§ **WHAT TO PRODUCE**
Rewrite the portion of the entries below that opens with the line containing "of the orange-brown" and closes with the line containing "[[128, 523]]" as a Markdown table with the columns Row and Line. Number each line in order and omit any blank lines.

......

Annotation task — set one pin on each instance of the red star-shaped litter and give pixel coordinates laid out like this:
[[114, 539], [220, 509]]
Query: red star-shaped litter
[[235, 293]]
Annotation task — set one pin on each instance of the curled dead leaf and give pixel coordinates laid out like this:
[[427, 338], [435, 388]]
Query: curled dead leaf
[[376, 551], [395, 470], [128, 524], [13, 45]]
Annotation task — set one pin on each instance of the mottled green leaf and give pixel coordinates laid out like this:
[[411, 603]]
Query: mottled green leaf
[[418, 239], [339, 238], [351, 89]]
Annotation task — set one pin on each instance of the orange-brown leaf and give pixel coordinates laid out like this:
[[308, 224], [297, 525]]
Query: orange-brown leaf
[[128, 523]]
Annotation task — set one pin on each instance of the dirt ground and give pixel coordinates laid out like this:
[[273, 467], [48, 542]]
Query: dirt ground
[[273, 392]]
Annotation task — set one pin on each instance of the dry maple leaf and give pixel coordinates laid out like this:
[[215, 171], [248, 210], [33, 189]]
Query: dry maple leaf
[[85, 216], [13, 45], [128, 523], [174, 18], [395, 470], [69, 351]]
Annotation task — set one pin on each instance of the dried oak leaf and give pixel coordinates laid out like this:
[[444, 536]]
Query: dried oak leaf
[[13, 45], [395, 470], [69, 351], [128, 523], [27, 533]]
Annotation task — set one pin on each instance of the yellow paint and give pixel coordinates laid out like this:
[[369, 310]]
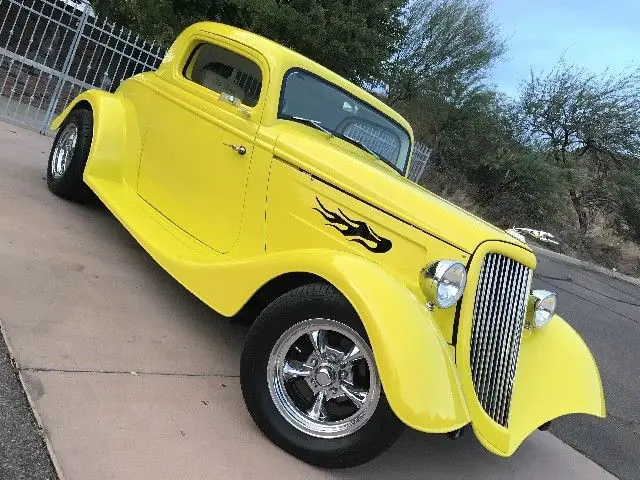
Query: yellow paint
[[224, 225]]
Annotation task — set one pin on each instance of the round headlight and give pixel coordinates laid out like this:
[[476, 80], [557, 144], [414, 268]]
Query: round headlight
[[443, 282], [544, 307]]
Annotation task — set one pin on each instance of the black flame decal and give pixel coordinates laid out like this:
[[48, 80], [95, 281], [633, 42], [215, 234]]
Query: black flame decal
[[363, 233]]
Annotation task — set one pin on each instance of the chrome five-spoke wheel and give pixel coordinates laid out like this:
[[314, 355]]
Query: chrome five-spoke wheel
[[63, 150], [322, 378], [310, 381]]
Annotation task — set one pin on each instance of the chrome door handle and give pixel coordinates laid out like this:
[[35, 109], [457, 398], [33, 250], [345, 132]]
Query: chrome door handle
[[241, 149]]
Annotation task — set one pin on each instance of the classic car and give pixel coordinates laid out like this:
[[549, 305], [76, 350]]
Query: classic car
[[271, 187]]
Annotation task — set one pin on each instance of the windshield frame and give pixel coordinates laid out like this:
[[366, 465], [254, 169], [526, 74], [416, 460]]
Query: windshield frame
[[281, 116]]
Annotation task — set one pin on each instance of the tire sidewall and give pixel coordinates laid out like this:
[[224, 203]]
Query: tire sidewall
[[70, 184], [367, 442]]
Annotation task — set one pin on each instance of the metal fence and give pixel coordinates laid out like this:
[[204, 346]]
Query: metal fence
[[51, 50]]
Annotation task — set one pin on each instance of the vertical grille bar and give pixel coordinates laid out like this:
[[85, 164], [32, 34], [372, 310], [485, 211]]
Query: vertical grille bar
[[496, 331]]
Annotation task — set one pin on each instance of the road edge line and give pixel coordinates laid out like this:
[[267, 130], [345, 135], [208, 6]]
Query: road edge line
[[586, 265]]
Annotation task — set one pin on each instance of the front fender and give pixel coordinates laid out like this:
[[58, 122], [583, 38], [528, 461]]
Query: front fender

......

§ **TASK SOLUTION**
| Row | Line |
|---|---|
| 1 | Annotation task — set one pin on each instance of the orange-brown leaf and give pixel coordinates laid out like this: |
| 2 | [[308, 224], [297, 525]] |
| 3 | Query: orange-brown leaf |
| 4 | [[128, 523]] |